Document segment:
__________________________________________________

Understanding Perplexity in Language Model Evaluation

2024-08-31

The importance of perplexity as an evaluation metric was highlighted by OpenAI in this video on training GPT 4.5.

Perplexity measures how "surprised" a model is by a piece of text. A lower perplexity score means the model is more confident (and accurate) in predicting the next word, whereas higher perplexity indicates uncertainty.

Breaking Down Perplexity

For a sequence of words $w_1, w_2, \dots, w_N$ , perplexity is calculated as:

\text{Perplexity}(W) = \exp\left(-\frac{1}{N} \sum_{i=1}^{N} \log P(w_i \mid w_1, \dots, w_{i-1})\right)

Here's what that means:

$N$ is the total number of tokens (words) being tested.
$P(w_i \mid \dots)$ is the probability the model assigns to the actual next token $w_i$ , given previous tokens. Pretty straightforward actually.

Example Calculation

Easy to understand with a toy sentence, "the dog barks," and pretend probabilities assigned by a hypothetical model:

$P(\text{"the"}) = 0.5$
$P(\text{"dog"} \mid \text{"the"}) = 0.3$
$P(\text{"barks"} \mid \text{"the dog"}) = 0.2$

Step 1: Compute log probabilities

import numpy as np

probs = [0.5, 0.3, 0.2]
log_probs = np.log(probs)

__________________________________________________

(Collected data entries)
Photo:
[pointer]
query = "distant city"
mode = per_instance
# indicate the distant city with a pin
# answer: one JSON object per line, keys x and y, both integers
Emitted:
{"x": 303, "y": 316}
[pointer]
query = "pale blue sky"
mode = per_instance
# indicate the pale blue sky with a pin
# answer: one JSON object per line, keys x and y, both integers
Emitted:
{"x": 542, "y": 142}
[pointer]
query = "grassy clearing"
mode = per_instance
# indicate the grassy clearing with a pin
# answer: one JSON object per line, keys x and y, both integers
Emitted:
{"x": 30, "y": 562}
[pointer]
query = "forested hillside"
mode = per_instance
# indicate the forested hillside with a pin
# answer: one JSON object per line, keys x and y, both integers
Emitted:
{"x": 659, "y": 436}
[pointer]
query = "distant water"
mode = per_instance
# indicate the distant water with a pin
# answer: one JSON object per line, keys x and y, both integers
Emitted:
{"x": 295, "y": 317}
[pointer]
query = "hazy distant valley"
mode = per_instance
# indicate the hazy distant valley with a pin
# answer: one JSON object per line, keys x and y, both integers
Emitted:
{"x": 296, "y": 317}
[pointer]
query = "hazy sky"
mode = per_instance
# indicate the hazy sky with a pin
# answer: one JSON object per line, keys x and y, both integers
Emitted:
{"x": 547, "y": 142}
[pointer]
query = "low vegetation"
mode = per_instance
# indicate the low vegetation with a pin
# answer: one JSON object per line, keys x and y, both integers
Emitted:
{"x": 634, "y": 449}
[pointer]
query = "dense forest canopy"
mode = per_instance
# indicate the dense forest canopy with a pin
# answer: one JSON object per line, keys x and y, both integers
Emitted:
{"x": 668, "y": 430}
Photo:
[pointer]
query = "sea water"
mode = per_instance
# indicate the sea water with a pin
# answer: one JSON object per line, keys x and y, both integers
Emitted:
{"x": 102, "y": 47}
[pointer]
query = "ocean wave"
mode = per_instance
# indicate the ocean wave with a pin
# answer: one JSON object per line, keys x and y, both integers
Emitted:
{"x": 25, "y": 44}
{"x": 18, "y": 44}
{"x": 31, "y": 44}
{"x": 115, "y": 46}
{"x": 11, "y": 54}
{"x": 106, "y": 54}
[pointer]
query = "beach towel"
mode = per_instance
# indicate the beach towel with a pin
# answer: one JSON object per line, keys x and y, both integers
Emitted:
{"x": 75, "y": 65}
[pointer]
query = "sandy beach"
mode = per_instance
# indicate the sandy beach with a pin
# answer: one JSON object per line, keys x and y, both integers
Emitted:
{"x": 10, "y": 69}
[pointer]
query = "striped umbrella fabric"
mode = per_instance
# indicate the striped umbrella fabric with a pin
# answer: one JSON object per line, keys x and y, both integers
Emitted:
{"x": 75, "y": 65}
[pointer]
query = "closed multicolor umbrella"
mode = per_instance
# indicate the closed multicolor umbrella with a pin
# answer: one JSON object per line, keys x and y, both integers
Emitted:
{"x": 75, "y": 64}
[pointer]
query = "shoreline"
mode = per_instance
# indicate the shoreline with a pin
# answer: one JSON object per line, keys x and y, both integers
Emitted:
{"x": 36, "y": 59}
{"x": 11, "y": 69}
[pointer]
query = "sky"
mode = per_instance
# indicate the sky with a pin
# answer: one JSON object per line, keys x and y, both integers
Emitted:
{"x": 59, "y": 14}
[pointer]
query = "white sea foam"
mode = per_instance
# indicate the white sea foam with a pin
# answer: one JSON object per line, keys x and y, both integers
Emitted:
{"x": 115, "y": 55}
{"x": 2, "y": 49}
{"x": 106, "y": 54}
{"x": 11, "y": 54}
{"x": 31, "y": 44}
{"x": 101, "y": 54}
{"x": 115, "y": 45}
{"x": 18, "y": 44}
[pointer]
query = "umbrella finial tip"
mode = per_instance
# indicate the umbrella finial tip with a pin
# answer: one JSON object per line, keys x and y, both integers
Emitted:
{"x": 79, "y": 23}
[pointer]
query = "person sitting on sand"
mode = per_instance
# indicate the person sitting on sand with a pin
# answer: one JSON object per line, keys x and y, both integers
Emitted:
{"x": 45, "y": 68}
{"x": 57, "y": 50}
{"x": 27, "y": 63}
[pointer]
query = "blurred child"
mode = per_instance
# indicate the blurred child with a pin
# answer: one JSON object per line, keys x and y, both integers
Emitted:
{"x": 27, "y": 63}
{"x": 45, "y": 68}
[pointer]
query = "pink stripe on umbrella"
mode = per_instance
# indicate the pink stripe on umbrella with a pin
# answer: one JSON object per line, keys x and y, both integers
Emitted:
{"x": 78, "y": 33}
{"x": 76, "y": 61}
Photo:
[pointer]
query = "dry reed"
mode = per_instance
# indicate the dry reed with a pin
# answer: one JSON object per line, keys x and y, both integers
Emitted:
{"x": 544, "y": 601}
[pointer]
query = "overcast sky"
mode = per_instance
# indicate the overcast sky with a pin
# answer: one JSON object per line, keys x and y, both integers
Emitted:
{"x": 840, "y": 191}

__________________________________________________

Required actions:
a - According to the perplexity article, what does a lower perplexity score mean?
b - For each statement, say whether it agrees with the perplexity article. Answer yes or no, and quote the words from the article that decide it.
(i) OpenAI highlighted the importance of perplexity in a video on training GPT 4.5.
(ii) A higher perplexity score indicates that the model is confident.
(iii) N stands for the total number of tokens being tested.
c - Resume the perplexity article, starting right after its last line.

Responses in order:
a - It means the model is more confident (and accurate) in predicting the next word.

b -
(i) Yes: "The importance of perplexity as an evaluation metric was highlighted by OpenAI in this video on training GPT 4.5."
(ii) No: "higher perplexity indicates uncertainty."
(iii) Yes: "$N$ is the total number of tokens (words) being tested."

c -
# [-0.693, -1.203 , -1.609]

Step 2: Sum the log probabilities

sum_log_probs = np.sum(log_probs)
# -3.507

Step 3: Calculate average negative log-likelihood

avg_neg_log = -sum_log_probs / len(probs)
# 1.169

Step 4: Compute perplexity

perplexity = np.exp(avg_neg_log)
# 3.218

A perplexity of 3.218 suggests the model is, on average, as confused as if it had to choose uniformly from three (3) possible words.

Key Insights

Lower perplexity → Better model at capturing language patterns.
Perplexity directly relates to cross-entropy loss; minimizing one means minimizing the other.
It's most meaningful when comparing different models on the same dataset.
OpenAI considers their internal codebase the best model eval 43:41.